Region pointing data -
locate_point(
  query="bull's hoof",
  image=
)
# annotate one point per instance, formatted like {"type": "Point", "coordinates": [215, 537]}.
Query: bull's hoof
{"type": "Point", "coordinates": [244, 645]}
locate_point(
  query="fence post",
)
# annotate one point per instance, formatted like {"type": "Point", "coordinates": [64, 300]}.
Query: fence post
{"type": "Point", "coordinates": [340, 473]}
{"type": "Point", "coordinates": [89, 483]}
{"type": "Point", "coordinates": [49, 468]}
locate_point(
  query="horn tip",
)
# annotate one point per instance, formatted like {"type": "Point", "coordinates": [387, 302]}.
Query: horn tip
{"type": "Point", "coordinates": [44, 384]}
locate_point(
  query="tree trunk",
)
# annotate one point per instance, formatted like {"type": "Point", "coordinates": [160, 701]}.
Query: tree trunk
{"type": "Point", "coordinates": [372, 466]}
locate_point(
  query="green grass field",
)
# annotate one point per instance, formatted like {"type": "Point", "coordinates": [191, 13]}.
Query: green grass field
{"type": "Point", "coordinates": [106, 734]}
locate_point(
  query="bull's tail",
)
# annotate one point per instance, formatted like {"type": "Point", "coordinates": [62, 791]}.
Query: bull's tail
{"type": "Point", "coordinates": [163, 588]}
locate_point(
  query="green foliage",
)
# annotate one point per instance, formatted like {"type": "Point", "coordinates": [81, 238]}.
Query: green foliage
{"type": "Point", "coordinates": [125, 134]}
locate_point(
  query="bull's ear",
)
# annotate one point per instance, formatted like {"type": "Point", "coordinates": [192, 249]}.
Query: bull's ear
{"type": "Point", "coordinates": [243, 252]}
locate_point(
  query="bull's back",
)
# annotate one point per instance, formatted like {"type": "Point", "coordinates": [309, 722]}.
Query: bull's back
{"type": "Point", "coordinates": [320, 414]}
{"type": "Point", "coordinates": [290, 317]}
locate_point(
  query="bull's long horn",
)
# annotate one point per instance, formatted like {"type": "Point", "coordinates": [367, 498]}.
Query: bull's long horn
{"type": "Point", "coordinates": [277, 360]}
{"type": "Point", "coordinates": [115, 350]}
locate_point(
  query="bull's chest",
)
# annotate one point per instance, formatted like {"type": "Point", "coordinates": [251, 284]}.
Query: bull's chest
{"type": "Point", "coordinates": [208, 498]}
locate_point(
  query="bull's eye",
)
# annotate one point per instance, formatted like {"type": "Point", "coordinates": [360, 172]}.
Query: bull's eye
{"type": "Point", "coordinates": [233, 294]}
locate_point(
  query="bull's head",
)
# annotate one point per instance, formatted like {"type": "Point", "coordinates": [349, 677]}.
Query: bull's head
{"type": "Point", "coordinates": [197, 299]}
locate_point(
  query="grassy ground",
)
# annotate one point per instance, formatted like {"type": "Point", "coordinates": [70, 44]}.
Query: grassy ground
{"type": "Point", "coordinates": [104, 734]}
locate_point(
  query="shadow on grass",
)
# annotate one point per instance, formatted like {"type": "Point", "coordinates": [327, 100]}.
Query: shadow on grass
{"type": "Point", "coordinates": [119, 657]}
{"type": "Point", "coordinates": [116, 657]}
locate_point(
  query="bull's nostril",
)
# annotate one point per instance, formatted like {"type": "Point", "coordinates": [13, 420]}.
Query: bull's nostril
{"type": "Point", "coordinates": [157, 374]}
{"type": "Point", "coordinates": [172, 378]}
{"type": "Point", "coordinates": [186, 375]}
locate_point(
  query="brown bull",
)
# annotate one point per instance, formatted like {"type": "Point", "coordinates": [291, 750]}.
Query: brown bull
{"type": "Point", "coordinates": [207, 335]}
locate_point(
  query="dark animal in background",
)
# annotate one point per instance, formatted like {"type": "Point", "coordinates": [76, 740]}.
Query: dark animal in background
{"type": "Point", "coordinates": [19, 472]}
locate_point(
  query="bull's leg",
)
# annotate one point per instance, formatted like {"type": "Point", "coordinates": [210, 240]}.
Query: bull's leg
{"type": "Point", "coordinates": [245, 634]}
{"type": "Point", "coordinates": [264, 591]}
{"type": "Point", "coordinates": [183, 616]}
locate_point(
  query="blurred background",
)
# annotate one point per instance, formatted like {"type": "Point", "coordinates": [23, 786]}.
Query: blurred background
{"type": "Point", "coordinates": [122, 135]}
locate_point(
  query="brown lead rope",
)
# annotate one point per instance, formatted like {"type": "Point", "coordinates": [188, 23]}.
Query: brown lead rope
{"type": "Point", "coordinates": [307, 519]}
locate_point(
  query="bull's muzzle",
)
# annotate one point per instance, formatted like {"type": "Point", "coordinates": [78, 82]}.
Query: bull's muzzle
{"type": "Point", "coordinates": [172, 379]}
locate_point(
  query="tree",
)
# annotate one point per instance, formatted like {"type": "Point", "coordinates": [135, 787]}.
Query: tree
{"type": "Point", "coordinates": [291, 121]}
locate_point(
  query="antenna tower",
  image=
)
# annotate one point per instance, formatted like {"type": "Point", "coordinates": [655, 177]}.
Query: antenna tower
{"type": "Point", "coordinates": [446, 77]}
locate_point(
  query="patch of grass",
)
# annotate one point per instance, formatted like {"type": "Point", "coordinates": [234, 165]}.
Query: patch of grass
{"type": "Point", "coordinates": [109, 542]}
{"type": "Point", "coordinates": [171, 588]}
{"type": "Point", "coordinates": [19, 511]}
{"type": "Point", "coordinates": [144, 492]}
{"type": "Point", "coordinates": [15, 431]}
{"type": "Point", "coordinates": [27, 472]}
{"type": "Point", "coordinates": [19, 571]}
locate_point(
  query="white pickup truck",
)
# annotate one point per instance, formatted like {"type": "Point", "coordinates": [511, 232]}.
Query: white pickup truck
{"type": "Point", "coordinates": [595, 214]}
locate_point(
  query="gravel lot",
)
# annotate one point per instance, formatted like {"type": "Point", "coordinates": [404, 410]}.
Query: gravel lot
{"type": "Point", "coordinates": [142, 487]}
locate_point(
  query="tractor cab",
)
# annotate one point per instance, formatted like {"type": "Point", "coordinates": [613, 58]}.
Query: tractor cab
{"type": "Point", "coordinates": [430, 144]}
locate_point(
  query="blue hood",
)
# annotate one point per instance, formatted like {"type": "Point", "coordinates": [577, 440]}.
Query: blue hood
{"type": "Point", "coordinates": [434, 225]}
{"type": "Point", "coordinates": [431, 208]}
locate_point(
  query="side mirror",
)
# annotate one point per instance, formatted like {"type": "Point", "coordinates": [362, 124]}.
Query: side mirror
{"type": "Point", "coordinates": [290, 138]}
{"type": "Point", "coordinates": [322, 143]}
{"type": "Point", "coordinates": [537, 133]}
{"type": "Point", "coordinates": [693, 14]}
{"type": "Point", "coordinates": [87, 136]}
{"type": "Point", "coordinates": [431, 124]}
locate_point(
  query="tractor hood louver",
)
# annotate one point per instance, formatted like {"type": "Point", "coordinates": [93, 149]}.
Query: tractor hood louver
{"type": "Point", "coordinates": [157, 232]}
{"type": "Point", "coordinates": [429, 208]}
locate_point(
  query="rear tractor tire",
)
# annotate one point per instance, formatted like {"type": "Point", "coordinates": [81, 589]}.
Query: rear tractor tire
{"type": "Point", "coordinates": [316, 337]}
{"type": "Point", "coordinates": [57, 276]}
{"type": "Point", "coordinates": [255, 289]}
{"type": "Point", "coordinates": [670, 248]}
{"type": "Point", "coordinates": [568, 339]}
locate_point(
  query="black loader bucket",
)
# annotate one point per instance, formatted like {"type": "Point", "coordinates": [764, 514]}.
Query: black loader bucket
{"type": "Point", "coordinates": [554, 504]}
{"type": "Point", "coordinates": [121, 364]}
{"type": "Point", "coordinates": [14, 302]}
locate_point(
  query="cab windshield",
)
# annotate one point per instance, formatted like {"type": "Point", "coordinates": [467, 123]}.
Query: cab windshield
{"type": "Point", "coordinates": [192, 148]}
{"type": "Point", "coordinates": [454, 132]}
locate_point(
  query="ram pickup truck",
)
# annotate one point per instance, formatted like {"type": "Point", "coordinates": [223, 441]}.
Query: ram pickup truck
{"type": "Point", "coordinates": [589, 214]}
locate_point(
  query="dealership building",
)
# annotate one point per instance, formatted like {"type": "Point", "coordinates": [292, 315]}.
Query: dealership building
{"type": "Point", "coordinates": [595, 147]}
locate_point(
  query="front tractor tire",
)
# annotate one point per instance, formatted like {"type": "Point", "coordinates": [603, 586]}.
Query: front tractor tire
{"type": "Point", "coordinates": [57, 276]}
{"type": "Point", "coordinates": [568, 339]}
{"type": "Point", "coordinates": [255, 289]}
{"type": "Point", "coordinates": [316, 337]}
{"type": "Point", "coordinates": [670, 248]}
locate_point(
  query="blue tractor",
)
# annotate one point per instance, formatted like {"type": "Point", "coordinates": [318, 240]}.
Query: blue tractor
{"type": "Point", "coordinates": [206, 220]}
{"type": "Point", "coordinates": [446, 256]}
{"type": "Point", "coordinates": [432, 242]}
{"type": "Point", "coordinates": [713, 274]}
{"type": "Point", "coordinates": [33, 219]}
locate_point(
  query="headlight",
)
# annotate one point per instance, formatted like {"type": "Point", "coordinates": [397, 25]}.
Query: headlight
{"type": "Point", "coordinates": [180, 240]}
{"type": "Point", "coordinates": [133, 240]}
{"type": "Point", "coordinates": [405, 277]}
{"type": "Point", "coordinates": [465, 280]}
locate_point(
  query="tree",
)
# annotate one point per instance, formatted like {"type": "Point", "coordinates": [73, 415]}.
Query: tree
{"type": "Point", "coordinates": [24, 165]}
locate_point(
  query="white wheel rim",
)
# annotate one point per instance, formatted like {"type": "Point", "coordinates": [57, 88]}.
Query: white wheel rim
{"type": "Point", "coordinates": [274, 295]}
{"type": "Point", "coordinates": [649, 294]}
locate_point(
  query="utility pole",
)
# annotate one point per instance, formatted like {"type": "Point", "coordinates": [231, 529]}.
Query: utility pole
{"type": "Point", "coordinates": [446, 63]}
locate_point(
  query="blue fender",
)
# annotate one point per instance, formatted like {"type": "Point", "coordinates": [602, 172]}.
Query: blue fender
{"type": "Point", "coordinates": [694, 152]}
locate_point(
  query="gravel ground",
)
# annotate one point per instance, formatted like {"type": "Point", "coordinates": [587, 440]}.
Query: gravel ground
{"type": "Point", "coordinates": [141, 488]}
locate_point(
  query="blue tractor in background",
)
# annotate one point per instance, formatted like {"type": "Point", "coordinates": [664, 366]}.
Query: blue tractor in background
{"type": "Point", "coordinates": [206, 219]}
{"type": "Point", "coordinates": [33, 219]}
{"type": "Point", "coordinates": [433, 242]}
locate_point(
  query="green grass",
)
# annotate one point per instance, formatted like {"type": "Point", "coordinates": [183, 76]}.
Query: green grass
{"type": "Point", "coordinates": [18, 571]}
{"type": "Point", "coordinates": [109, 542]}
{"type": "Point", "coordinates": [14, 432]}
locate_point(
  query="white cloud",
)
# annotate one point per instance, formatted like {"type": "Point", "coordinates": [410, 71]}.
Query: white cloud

Task - Only lines with the word "cloud" count here; copy every one from the records.

Solution to this task -
  query="white cloud",
Query: white cloud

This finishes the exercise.